Records excerpted from a collection:
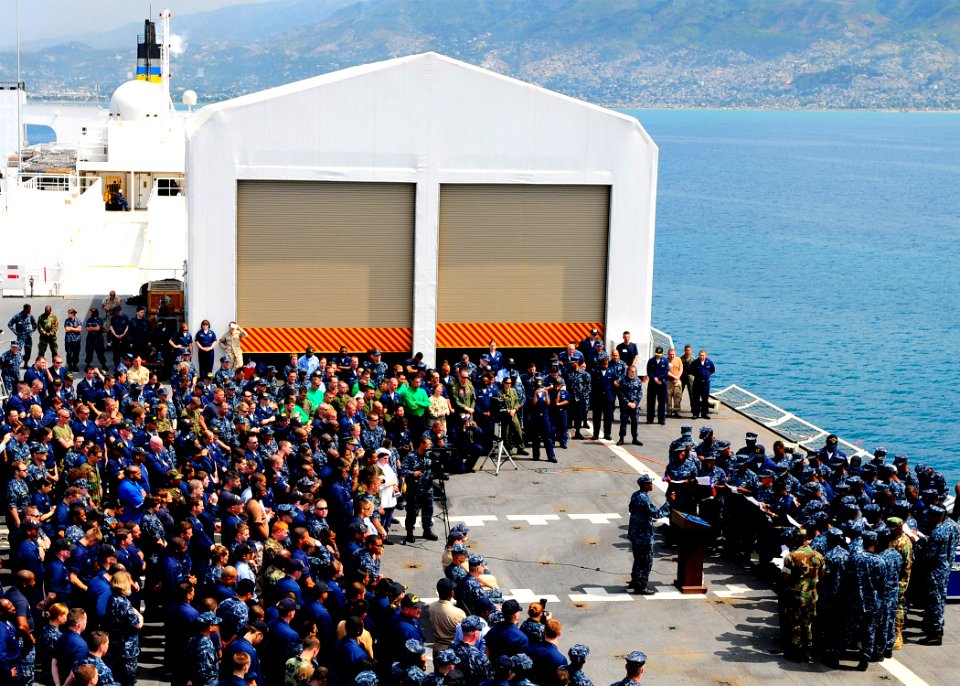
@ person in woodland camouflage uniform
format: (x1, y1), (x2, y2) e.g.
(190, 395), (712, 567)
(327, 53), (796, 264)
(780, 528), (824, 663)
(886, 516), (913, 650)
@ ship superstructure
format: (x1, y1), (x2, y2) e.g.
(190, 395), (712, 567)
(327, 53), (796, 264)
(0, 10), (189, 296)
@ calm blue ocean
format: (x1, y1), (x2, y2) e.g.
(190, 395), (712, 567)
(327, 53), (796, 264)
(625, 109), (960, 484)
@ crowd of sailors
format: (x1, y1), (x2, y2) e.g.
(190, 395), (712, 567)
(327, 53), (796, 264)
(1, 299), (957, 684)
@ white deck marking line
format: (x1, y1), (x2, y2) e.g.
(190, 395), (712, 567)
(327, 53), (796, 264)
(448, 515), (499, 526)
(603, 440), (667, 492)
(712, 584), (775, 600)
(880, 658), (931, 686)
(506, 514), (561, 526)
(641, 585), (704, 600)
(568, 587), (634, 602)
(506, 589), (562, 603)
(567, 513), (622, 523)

* * *

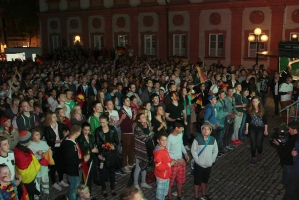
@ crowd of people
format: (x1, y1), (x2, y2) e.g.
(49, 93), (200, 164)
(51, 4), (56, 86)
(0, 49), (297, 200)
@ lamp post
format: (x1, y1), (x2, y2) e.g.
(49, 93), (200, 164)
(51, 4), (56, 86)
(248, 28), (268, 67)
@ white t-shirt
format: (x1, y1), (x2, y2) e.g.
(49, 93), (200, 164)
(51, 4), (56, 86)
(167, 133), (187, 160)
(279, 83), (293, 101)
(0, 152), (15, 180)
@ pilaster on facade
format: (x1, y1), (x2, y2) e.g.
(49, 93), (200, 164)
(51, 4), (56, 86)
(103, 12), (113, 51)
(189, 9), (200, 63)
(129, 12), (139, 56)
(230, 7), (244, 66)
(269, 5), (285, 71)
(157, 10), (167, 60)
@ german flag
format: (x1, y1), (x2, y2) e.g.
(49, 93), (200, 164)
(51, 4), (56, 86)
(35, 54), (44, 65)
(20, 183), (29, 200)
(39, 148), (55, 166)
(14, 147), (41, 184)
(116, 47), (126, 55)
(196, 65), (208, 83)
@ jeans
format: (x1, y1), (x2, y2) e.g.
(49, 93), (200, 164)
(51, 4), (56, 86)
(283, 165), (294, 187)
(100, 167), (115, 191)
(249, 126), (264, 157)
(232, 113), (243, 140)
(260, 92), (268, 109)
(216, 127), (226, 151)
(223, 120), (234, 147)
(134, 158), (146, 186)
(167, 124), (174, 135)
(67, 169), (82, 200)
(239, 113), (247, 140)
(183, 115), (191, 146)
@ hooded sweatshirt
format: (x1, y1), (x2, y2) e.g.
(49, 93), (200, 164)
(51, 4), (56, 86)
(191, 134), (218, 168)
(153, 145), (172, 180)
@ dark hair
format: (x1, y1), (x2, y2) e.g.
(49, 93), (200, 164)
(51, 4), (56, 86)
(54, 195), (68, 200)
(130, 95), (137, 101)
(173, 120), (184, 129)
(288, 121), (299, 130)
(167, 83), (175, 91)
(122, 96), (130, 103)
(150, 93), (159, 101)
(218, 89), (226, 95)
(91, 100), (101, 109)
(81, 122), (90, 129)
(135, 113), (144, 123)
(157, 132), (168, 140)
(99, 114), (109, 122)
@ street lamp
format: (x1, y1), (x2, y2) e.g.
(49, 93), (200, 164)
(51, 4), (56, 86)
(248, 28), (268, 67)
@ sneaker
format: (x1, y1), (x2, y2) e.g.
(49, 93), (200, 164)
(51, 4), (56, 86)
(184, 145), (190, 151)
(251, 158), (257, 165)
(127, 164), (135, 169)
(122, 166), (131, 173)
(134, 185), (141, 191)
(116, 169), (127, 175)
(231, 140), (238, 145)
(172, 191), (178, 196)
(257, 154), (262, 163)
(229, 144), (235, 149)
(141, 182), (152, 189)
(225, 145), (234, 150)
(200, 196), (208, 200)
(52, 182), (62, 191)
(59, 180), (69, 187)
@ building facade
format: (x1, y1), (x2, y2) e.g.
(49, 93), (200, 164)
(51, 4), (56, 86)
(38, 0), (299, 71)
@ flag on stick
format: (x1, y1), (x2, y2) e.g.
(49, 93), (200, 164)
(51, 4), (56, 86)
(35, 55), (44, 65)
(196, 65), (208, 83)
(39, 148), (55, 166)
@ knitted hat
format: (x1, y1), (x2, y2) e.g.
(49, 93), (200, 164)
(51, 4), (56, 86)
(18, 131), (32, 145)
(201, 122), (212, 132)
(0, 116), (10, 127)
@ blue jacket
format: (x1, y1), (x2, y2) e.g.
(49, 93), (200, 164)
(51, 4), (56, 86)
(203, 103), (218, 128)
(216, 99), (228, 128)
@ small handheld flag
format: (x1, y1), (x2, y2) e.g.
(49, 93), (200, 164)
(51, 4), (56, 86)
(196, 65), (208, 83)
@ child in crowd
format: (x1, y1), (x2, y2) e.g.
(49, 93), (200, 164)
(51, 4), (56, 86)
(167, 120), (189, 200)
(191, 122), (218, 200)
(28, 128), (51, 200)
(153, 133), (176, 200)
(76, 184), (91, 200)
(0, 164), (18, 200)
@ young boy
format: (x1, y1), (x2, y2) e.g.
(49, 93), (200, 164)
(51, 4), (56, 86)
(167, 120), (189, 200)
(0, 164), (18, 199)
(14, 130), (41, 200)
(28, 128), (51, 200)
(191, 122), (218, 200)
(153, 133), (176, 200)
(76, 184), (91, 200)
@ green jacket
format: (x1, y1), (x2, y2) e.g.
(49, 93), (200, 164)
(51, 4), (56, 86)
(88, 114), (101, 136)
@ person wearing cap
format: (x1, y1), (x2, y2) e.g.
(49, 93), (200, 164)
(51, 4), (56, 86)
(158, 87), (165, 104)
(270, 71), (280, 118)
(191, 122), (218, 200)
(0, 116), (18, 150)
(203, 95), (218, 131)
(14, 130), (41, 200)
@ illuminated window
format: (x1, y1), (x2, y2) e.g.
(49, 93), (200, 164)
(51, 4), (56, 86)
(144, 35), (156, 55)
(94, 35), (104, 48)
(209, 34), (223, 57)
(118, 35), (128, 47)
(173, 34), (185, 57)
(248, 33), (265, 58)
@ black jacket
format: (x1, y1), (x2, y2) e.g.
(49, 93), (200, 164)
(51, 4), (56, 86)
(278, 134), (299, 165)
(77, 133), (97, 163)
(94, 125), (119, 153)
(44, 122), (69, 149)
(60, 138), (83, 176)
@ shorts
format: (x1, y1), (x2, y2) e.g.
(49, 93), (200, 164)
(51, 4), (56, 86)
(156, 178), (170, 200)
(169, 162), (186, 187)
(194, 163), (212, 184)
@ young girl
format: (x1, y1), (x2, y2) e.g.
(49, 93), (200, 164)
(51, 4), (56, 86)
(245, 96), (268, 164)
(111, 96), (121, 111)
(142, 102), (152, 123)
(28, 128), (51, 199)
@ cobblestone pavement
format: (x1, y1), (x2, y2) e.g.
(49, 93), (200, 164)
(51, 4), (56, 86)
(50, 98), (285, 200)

**DIRECTIONS:** Your answer must be one number: how many lines of the entries hold the string "white".

**SOLUTION FOR THIS PROBLEM:** 2